▶ [PROBLEM REQUIREMENTS] Write out all of the material below word for word, from its first line to its last. Leave the pictures out of your answer.

▶ [EXERCISE MATERIAL]
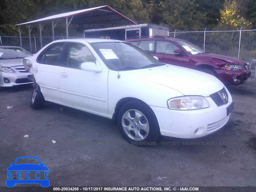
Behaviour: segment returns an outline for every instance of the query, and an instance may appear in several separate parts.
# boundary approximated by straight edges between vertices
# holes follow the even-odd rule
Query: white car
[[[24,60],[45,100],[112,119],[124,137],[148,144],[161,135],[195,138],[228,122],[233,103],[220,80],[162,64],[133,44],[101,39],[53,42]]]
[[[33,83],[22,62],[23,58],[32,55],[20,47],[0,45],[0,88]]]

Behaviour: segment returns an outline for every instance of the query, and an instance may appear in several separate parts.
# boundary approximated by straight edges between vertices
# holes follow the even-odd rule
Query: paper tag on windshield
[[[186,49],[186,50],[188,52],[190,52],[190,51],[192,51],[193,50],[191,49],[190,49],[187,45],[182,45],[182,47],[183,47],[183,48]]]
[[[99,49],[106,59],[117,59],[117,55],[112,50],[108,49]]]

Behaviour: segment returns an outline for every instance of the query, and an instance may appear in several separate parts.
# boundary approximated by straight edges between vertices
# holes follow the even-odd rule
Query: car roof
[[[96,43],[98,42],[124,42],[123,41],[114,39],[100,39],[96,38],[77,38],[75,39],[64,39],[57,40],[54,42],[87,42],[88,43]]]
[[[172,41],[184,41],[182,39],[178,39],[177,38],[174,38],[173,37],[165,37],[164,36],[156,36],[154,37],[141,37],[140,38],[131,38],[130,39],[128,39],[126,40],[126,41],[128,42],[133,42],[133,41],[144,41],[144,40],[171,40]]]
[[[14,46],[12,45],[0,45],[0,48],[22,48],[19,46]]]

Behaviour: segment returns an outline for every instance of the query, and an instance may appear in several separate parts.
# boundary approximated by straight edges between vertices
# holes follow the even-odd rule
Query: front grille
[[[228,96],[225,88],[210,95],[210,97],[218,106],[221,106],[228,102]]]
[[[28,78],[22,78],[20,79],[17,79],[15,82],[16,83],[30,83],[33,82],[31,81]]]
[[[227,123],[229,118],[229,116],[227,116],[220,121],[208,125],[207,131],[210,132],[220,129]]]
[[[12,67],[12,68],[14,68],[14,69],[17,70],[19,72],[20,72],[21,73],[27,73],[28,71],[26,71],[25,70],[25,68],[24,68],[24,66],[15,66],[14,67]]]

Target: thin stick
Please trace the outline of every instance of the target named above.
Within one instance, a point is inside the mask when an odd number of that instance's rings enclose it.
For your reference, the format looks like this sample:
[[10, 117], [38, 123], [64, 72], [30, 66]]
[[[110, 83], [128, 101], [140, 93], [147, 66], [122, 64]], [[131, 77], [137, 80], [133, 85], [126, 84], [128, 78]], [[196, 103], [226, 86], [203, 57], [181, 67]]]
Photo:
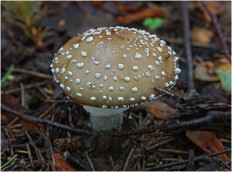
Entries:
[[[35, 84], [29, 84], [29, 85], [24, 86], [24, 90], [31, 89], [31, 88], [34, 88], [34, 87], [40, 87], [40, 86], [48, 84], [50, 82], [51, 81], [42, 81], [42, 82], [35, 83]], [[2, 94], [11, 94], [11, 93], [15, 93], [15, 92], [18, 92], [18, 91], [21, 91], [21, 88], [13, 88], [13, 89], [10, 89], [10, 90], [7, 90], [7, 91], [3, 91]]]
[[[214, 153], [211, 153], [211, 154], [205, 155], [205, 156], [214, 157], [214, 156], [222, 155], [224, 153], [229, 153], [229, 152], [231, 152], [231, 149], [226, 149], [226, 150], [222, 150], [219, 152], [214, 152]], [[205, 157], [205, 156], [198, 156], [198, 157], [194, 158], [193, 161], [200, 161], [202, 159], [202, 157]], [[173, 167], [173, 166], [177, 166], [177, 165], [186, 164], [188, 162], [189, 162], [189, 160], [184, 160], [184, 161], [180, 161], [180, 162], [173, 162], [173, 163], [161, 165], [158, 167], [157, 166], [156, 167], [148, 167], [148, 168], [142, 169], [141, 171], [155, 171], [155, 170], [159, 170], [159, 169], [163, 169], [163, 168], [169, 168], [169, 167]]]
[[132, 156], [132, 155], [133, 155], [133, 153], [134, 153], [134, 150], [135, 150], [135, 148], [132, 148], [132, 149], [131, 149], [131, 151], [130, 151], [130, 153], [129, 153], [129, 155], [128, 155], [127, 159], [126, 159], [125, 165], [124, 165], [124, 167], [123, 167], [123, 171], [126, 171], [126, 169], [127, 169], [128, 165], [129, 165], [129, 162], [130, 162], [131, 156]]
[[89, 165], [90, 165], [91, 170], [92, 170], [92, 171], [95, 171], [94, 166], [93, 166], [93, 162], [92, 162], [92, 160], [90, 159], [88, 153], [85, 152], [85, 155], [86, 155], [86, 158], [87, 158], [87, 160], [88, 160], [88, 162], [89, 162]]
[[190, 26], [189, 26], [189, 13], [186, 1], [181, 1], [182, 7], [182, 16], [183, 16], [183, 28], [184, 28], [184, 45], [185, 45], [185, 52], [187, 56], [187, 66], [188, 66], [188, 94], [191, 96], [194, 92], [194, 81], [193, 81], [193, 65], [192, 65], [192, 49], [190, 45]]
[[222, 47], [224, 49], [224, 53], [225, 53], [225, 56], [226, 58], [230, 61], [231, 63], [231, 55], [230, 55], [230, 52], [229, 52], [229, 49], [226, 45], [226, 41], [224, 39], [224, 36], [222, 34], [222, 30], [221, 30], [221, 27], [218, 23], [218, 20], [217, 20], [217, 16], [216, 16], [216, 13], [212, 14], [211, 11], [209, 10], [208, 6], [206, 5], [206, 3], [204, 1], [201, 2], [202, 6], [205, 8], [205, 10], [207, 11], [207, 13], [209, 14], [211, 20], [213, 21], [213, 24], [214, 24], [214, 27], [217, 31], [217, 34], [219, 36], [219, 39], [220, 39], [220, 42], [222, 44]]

▶ [TASK OUTPUT]
Behaviour: segment returns an outline for every instance of the query, and an instance may appear in several separate parts.
# boundary approximated by straight edges between vertices
# holes follow the even-odd rule
Query: white car
[[[24,60],[45,100],[112,119],[124,137],[148,144],[161,135],[195,138],[228,122],[233,103],[220,80],[162,64],[133,44],[101,39],[53,42]]]
[[[33,83],[22,62],[23,58],[32,55],[20,47],[0,45],[0,88]]]

Behaviour: segment returns an outline for every instance of the query, and an instance may appear in several separate parts.
# boundary approximated by straight edges between vertices
# holes follow the even-odd rule
Query: paper tag on windshield
[[[186,49],[186,50],[188,52],[190,52],[190,51],[192,51],[193,50],[191,49],[190,49],[187,45],[182,45],[182,47],[183,47],[183,48]]]
[[[99,49],[106,59],[117,59],[117,55],[112,50],[108,49]]]

Behaviour: segment returns an outline for every instance of the query, and an instance may appear in several separate parts.
# boundary approximated by straight edges between vertices
# holes follow the even-odd rule
Query: car roof
[[[96,43],[98,42],[124,42],[123,41],[114,39],[100,39],[96,38],[77,38],[75,39],[64,39],[57,40],[54,42],[87,42],[88,43]]]
[[[172,41],[184,41],[182,39],[178,39],[177,38],[174,38],[173,37],[165,37],[164,36],[156,36],[154,37],[141,37],[140,38],[131,38],[130,39],[128,39],[126,40],[126,41],[128,42],[133,42],[133,41],[144,41],[144,40],[171,40]]]
[[[14,46],[12,45],[0,45],[0,48],[22,48],[19,46]]]

Behaviour: segment returns an outline for every instance of the query, and an instance may appear in several separate parts.
# boundary approximated by straight edges between vertices
# holes follow the even-odd rule
Query: front grille
[[[228,96],[225,88],[210,95],[210,97],[218,106],[221,106],[228,102]]]
[[[28,78],[22,78],[20,79],[17,79],[15,82],[16,83],[30,83],[33,82],[31,81]]]
[[[227,123],[229,118],[229,116],[227,116],[220,121],[208,125],[207,131],[210,132],[220,129]]]
[[[12,67],[12,68],[14,68],[14,69],[17,70],[19,72],[20,72],[21,73],[27,73],[28,71],[26,71],[25,70],[25,68],[24,68],[24,66],[15,66],[14,67]]]

Target: thin stick
Please trace the outline of every instance of the target named above.
Within one instance, a point is inside the mask when an odd number of that instance's rings enclose it.
For your reference, the format looks like this sample:
[[10, 117], [38, 123], [64, 72], [30, 66]]
[[[110, 83], [128, 101], [140, 93], [147, 66], [122, 64]], [[131, 77], [137, 80], [133, 85], [126, 84], [128, 78]], [[196, 103], [226, 86], [203, 57], [181, 67]]]
Photo:
Entries:
[[[35, 84], [29, 84], [29, 85], [24, 86], [24, 90], [31, 89], [31, 88], [34, 88], [34, 87], [40, 87], [40, 86], [48, 84], [50, 82], [51, 81], [42, 81], [42, 82], [35, 83]], [[2, 94], [11, 94], [11, 93], [15, 93], [15, 92], [18, 92], [18, 91], [21, 91], [21, 88], [13, 88], [13, 89], [10, 89], [10, 90], [7, 90], [7, 91], [3, 91]]]
[[[214, 153], [211, 153], [211, 154], [205, 155], [205, 156], [214, 157], [214, 156], [222, 155], [224, 153], [229, 153], [229, 152], [231, 152], [231, 149], [226, 149], [226, 150], [222, 150], [219, 152], [214, 152]], [[205, 157], [205, 156], [198, 156], [198, 157], [194, 158], [193, 161], [200, 161], [202, 159], [202, 157]], [[173, 167], [173, 166], [177, 166], [177, 165], [186, 164], [188, 162], [189, 162], [189, 160], [184, 160], [184, 161], [180, 161], [180, 162], [173, 162], [173, 163], [161, 165], [158, 167], [157, 166], [156, 167], [148, 167], [148, 168], [142, 169], [141, 171], [155, 171], [155, 170], [159, 170], [159, 169], [163, 169], [163, 168], [169, 168], [169, 167]]]
[[132, 156], [132, 155], [133, 155], [133, 153], [134, 153], [134, 150], [135, 150], [135, 148], [132, 148], [132, 149], [131, 149], [131, 151], [130, 151], [130, 153], [129, 153], [129, 155], [128, 155], [127, 159], [126, 159], [125, 165], [124, 165], [124, 167], [123, 167], [123, 171], [126, 171], [126, 169], [127, 169], [128, 165], [129, 165], [129, 162], [130, 162], [131, 156]]
[[89, 165], [90, 165], [91, 170], [92, 170], [92, 171], [95, 171], [94, 166], [93, 166], [93, 162], [92, 162], [92, 160], [90, 159], [88, 153], [85, 152], [85, 155], [86, 155], [86, 158], [87, 158], [87, 160], [88, 160], [88, 162], [89, 162]]
[[190, 26], [189, 26], [189, 13], [186, 1], [181, 1], [182, 7], [182, 16], [183, 16], [183, 28], [184, 28], [184, 45], [185, 45], [185, 52], [187, 56], [187, 66], [188, 66], [188, 94], [191, 96], [194, 92], [194, 81], [193, 81], [193, 65], [192, 65], [192, 49], [190, 45]]
[[222, 47], [224, 49], [224, 53], [225, 53], [225, 56], [226, 58], [230, 61], [231, 63], [231, 55], [230, 55], [230, 52], [229, 52], [229, 49], [226, 45], [226, 41], [224, 39], [224, 36], [222, 34], [222, 30], [221, 30], [221, 27], [218, 23], [218, 20], [217, 20], [217, 16], [216, 16], [216, 13], [212, 14], [211, 11], [209, 10], [208, 6], [206, 5], [206, 3], [204, 1], [201, 2], [202, 6], [205, 8], [205, 10], [207, 11], [207, 13], [209, 14], [211, 20], [213, 21], [213, 24], [214, 24], [214, 27], [217, 31], [217, 34], [219, 36], [219, 39], [220, 39], [220, 42], [222, 44]]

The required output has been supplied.